**EXERCISE INSTRUCTIONS:**
Every line of the listing must be repeated exactly.

**RECORDS FOR THE TASK:**
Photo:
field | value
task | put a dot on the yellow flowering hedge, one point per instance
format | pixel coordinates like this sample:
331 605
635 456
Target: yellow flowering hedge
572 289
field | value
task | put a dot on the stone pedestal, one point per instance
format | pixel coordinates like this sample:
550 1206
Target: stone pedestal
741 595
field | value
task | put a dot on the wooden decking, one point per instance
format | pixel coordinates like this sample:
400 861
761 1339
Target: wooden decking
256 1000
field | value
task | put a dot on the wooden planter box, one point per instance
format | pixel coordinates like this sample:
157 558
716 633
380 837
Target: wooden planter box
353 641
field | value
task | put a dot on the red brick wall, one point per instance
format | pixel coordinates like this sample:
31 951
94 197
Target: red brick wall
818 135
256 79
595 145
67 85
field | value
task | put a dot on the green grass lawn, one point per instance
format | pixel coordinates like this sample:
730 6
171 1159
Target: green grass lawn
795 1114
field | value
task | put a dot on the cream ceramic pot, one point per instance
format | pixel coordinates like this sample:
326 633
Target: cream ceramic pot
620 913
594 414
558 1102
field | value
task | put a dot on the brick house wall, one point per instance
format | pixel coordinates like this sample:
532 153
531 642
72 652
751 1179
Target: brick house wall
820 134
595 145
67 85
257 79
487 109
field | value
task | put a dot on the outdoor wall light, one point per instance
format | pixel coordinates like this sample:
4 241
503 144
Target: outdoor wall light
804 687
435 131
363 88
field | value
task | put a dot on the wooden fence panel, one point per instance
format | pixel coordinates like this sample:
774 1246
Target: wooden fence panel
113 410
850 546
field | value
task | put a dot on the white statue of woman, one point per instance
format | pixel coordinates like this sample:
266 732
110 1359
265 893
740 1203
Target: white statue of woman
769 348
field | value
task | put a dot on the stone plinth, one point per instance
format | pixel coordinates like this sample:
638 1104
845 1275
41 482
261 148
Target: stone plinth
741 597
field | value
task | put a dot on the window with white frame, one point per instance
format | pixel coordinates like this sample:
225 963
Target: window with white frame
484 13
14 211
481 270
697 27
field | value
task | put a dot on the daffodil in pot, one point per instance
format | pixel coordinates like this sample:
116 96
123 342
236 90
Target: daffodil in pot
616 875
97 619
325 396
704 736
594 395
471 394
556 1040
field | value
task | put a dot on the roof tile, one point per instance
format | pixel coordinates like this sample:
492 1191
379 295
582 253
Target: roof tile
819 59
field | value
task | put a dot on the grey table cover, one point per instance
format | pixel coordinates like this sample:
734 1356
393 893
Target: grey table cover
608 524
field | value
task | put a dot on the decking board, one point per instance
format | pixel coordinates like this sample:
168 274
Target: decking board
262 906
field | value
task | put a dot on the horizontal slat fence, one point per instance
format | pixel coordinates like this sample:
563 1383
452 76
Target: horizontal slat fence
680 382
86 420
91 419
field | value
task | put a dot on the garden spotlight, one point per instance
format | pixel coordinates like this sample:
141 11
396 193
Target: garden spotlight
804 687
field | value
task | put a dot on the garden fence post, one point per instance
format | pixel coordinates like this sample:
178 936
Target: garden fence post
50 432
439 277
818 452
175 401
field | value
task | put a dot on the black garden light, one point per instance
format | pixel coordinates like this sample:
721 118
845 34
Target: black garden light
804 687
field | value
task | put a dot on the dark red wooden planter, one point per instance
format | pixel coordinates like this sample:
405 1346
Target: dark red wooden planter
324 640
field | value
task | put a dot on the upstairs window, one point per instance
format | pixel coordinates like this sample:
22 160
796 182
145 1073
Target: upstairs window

**ANSWER BOX:**
Photo:
field | value
task | put a dot on the yellow flowering hedge, one point per instance
format | pixel coordinates like this sample:
331 605
635 456
Target: yellow flowering hedge
572 289
field | value
task | put a dot on the stone pedestal, one point per instance
format | pixel coordinates like this sample:
550 1206
Target: stone pedestal
741 595
field | value
task | put a dot on the wooden decking, one point per instance
format | pixel coordinates like this sample:
400 861
761 1339
Target: wooden decking
256 1000
field | value
task | put a dot on the wooden planter box, one point per instance
format | pixel coordinates like this sample:
157 558
716 633
380 837
Target: wooden planter box
353 641
field | value
task | put a dot on the red brick wall, one point per instance
format | pixel coordinates like this sample:
31 951
94 197
Target: red brick wall
818 135
256 79
595 145
67 85
field | value
task | put a dot on the green grass lawn, one point per instance
format | pixel coordinates like this sample:
730 6
171 1159
Target: green grass lawn
795 1114
field | value
task | put a dot on the cream ceramic pot, one point per instance
format | pixel coordinates like this sample:
326 633
Target: cream ceramic pot
620 913
594 414
558 1102
field | value
task | put a dot on the brick house wall, one point per instance
format | pixel coordinates like this sample:
532 153
531 642
72 652
751 1179
Target: brick house wall
820 134
595 145
67 85
257 79
487 109
field | value
task | put a dot on the outdoor wall light, one point per instance
format | pixel coordinates like this sample:
4 241
503 144
Target: outdoor wall light
804 687
435 131
363 88
field | value
task | put a dot on the wooden fence panel, one point per instance
format | pixel coordinates like this sample:
774 1246
Target: wooden fence panel
113 410
850 546
field | value
task | put a dot on the white statue of woman, one point per instance
format | pixel coordinates like this sample:
266 732
110 1359
265 893
740 1203
Target: white statue of woman
769 348
field | value
task | put a dot on the stone plinth, one point per instance
format | pixel coordinates like this sample:
638 1104
845 1275
41 482
261 148
Target: stone plinth
741 597
field | value
task | put a dot on the window with white frame, one point per instance
format | pixel coordinates like this sample:
225 963
Target: window with white frame
484 13
14 211
481 270
697 27
field | value
task | put a dot on the daffodil in pot, one point per instance
format | pixel coordinates like this sample:
116 96
123 342
236 90
Target: daffodil in pot
616 875
97 619
325 396
704 736
594 395
471 394
556 1040
field | value
task | put a dot on the roof tile, one point per instance
format | pixel coordinates like this sample:
492 1191
379 295
582 253
Target: roof tile
819 59
field | value
task | put a dot on the grey table cover, one point per instance
format | pixel coordinates like this sample:
734 1356
393 893
Target: grey table cover
608 524
field | value
task | put a dot on the decking board, one point per instance
format | pixel coordinates like this sample:
168 274
Target: decking board
262 906
field | value
task | put a dot on the horizontal slat fence, one point per instance
format | pixel coordinates like this sample:
563 1383
452 76
Target: horizontal slat fence
680 382
86 420
91 419
field | value
task | put a dot on the garden spotlight, one point per instance
format | pixel coordinates like this sample:
141 11
396 193
Target: garden spotlight
804 687
field | value
task | put a dot on the garden fence post, one point per instance
format | pixel coordinates like this sample:
178 936
Target: garden fence post
50 432
439 277
818 452
175 401
field | value
task | put a dot on the black garden light, one point per instance
format | pixel coordinates like this sample:
721 118
845 34
Target: black garden light
804 687
field | value
task | put a dot on the dark red wooden planter, one point per instance
format | pixel coordinates like this sample:
405 1346
Target: dark red wooden planter
324 640
field | value
task | put a dot on the upstairs window, one point per instance
format | pixel coordinates like this sample:
22 160
796 182
145 1073
Target: upstairs window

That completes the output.